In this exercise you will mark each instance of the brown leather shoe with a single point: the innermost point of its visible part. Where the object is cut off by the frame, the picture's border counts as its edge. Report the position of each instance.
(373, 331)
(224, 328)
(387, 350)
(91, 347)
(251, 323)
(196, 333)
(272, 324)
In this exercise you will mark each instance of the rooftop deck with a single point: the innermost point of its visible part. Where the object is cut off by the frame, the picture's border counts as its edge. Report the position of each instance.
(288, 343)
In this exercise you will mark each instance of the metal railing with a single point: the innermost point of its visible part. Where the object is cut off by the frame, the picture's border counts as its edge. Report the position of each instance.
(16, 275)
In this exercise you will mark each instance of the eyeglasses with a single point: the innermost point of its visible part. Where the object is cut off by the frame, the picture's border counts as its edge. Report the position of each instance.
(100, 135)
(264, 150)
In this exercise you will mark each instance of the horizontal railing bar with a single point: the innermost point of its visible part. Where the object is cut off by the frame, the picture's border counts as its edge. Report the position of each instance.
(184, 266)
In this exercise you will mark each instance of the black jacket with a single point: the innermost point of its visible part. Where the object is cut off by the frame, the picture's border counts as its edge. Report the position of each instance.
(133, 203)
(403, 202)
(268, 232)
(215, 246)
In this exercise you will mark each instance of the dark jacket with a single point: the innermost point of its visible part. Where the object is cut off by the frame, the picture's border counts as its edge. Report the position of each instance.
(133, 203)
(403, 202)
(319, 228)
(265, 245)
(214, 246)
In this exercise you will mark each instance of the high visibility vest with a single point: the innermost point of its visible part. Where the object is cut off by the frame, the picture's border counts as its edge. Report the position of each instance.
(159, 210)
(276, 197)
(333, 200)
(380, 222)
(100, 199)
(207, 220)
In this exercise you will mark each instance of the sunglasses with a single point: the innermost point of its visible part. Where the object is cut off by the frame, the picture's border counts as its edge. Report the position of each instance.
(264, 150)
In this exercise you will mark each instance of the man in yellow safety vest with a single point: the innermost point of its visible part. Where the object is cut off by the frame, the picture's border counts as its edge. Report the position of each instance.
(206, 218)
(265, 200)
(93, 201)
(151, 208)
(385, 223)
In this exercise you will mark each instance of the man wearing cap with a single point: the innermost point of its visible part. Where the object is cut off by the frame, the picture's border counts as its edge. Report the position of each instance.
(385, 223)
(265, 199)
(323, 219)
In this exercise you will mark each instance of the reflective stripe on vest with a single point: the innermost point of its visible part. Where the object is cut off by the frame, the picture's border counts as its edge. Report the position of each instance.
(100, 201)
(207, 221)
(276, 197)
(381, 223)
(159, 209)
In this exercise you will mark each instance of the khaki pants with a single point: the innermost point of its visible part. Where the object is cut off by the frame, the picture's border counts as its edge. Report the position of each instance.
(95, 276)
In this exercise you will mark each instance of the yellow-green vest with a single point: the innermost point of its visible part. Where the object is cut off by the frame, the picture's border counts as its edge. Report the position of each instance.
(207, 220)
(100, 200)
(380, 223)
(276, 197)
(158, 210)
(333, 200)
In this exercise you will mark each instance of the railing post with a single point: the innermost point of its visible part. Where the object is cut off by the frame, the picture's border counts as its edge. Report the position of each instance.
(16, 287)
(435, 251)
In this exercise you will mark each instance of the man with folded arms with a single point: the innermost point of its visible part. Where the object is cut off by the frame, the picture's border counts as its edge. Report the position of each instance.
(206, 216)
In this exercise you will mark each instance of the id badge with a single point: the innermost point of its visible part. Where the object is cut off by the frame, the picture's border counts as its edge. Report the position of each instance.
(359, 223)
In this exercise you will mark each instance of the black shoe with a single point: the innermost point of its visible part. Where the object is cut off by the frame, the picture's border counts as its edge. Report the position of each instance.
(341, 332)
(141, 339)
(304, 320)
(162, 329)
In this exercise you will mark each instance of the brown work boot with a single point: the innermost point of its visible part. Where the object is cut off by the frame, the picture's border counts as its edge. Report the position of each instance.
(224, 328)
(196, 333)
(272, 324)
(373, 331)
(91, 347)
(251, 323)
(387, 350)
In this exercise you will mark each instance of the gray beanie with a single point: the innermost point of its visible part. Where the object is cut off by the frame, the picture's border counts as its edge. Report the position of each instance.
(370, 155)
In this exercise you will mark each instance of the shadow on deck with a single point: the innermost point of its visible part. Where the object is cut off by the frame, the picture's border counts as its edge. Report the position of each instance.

● ● ● ●

> **Problem to work on**
Restate the records from above exactly as they read.

> **Written answer**
In this exercise you will mark each instance of the brown leather shoe with a single point: the innermost point of its visible part. Where the object is cut off by the frame, the picture's border counts as its edge. Report the position of each instance.
(373, 331)
(224, 328)
(387, 350)
(91, 347)
(251, 323)
(196, 333)
(272, 324)
In this exercise you will mark each instance of the rooftop deck with a single point: the innermost point of its visible part. Where the object is cut off by the frame, the picture's border counts as its edge. Report the position of each instance.
(288, 343)
In this exercise you will mark each instance of the metal railing with a single point: the innermost point of its visible part. Where the object is cut off by the frame, the picture's border counts as its edge. Report the position of each instance.
(16, 275)
In this exercise you will mark each instance of the eyeglasses with a single point: the innermost point of its visible part. Where the object is cut off by the frame, the picture's border counts as its edge. Report the position of each instance.
(100, 135)
(264, 150)
In this exercise you will mark each instance of the horizontal railing bar with a single point: the innermost point of its visible part. Where the object is cut off by the frame, the picture's border counts as its edge. Report the position of each instance.
(184, 266)
In this exercise you will mark each instance of the black jacket with a single point: the innermost point of its visible part. Where the object is cut off by the frame, the picture's border counts as its edge. Report the position of each instance.
(133, 203)
(403, 202)
(268, 232)
(215, 246)
In this exercise you will mark each instance of the dark jacket with a single point: the innermost point of its visible part. Where the object is cut off by the frame, the picture's border counts as its edge. Report the position of each instance.
(133, 203)
(403, 202)
(319, 228)
(265, 245)
(214, 246)
In this exercise you will mark each instance of the high visibility vest with a single point: the innermost point of its visible part. Where the object is cut off by the frame, the picture's border counts as its edge. Report the position of each instance.
(159, 210)
(276, 197)
(333, 200)
(380, 222)
(100, 199)
(207, 220)
In this exercise you will mark each instance of the sunglasses with a single point: the innermost point of its visible part. Where the object is cut off by the frame, the picture's border counts as its edge. Report the position of each instance.
(264, 150)
In this exercise you will mark each instance of the man in yellow safety vest with a single point: the innermost point of its visible part. Where the object is cut off by the frame, the picture's border counts as its edge. Report the position of each instance.
(206, 218)
(265, 200)
(93, 201)
(151, 208)
(385, 223)
In this exercise you will mark each instance of the man wearing cap with a single point: the innermost point of its visible part. Where the object is cut off by the frame, the picture's border counts as its edge. Report the position of each instance.
(385, 223)
(265, 199)
(323, 219)
In this exercise you will mark each instance of the reflective stripe on vest with a single point: the innermost point of its visible part. Where the object is cut off by the frame, the picture's border counts as its edge. Report the position of each instance.
(100, 201)
(207, 221)
(276, 197)
(381, 223)
(159, 209)
In this exercise you will mark each instance of the khaki pants with a single point: the innermost point of its visible part. Where the object is cut off by the frame, the picture's border counts as its edge. Report the position of each instance.
(95, 276)
In this exercise you will mark each instance of the yellow-green vest with a single point: the innermost point of its visible part. Where the object is cut off by the frame, the picture's border counts as its edge. Report the position of each instance.
(207, 220)
(100, 200)
(380, 223)
(276, 197)
(158, 210)
(333, 200)
In this exercise you will mark each instance of the railing post with a single point: the innermost point of its visible part. Where the object is cut off by the frame, the picture's border counts as its edge. Report the position of each instance.
(16, 287)
(435, 251)
In this exercise you will mark each instance of the man with folded arms with a single point: the innermost point of its visible part. Where the object is cut off by the frame, the picture's border counts as its edge. Report the position of each instance.
(206, 216)
In this exercise you will mark each instance of the id badge with a single point: the innermost point of its visible part. Where the object is cut off by the frame, the picture's border counts as its edge. Report the position of each instance.
(359, 223)
In this exercise you will mark each instance of the black shoe with a single point: the innermost point of its visible part. Where the object is cut off by the frame, the picture's border counts as its edge. Report the position of each instance.
(341, 332)
(141, 339)
(304, 320)
(162, 329)
In this exercise you will mark each instance of the brown work boot with a single point: the innermost point of its visible part. Where the object is cut off by the frame, the picture's border counts as its edge. Report the position of each instance.
(224, 328)
(196, 333)
(272, 324)
(373, 331)
(91, 347)
(251, 323)
(387, 350)
In this exercise you will mark each instance of the gray beanie with a single point: the innermost point of its visible part. Where the object is cut off by the frame, the picture's border counts as its edge. Report the position of each instance.
(370, 155)
In this exercise you will mark each instance of the shadow on deck with a single point: the innermost point of its visible part. Where the object is cut off by the frame, the picture's border counts as its edge. Report the position of each instance.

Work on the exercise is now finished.